## PASSAGE TO READ
Perhaps you can clarify what has changed here since #9946 - I'm too tired to look now. It will have to wait until I have had some sleep.
The changes from p5 to p6 look fine, but I've not investigated what has changed between #9946 and the p5 you have created.
Dave
comment:6 Changed 9 years ago by
Hi Dave,
On both hawk and sage.math, I built the spkg at least 40 times with no problems at all, using a script written by mpatel. I think I'll try with your delayed compilers.
As far as what's changed, there are many instances of "make" in the spkg-install script, which the patch changes to "$MAKE". There are a few instances which weren't changed, presumably because Martin found problems with building those parts in parallel. In the tests I tried, the time gains were moderate, not amazing, compiling in roughly 2/3 the time when done in parallel. But it's still an improvement.
comment:7 Changed 9 years ago by
Okay, I've started a test on hawk. It's using the delayed compilers, building in parallel with 12 threads, doing 100 builds. This is in the directory /export/home/palmieri/testing/sage-4.7.alpha2/. It's using the script new.sh, which writes a log file in that directory for each build: singular-3-1-1-4-j12.log-N, where N goes from 1 to (I hope) 100. I'm going to sleep soon, but this should be done in 7 or 8 hours.
comment:8 follow-up: ↓ 9 Changed 9 years ago by
Dave: the test seems to have succeeded: each of the 100 builds reported building successfully. I suppose to really test it, I should run full doctests after each build, but I didn't do that.
comment:9 in reply to: ↑ 8 Changed 9 years ago by
Replying to jhpalmieri:
Dave: the test seems to have succeeded: each of the 100 builds reported building successfully. I suppose to really test it, I should run full doctests after each build, but I didn't do that.
I think singular-3-1-1-4.p6
is OK, but I'll wait about 12 hours before giving a positive review. That will give my tests more chance to run. I've done some longer random delays than you, which will have more chance of finding a bug, but due to the build times, it is not possible to build so many of these.
I think the doctest idea, whilst nice, would take too long. It would probably not be necessary to run all the doctests, though sorting out what ones are necessary would be difficult.
What would be useful, (and practical) is to compare the sizes of the libraries created each time. They appear to be identical. Unfortunately the md5 checksums of the files do change each time - I guess there is date/time information in them, which is not identical on each build. But I think if a package builds multiple times and the files built were always of the same length, we could be reasonably sure they are OK. I've just implemented such a change to new.sh
, though this is only in use on the code which has random delays of up to 5 seconds.

## COLLECTED MATERIAL

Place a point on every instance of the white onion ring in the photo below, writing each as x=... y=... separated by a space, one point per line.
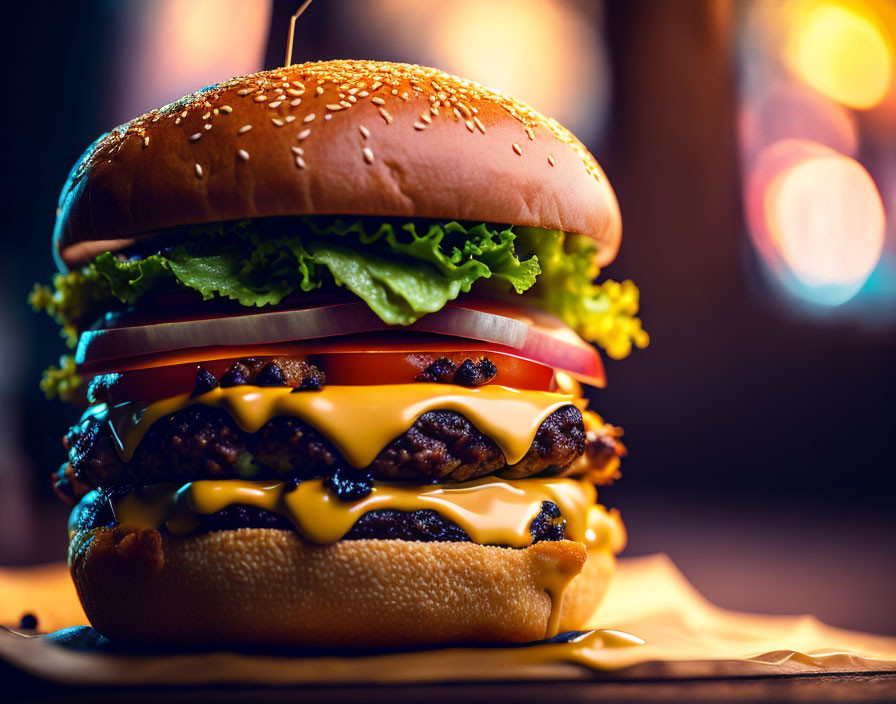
x=538 y=337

## SHORT PROBLEM 1
In the forum thread, how many threads did the parallel test on hawk use?
## SHORT PROBLEM 2
Reproduce the forum thread's wording from "I think the" up to and including "would be difficult.".

## COMPLETE OUTPUT 1
12 threads.

## COMPLETE OUTPUT 2
I think the doctest idea, whilst nice, would take too long. It would probably not be necessary to run all the doctests, though sorting out what ones are necessary would be difficult.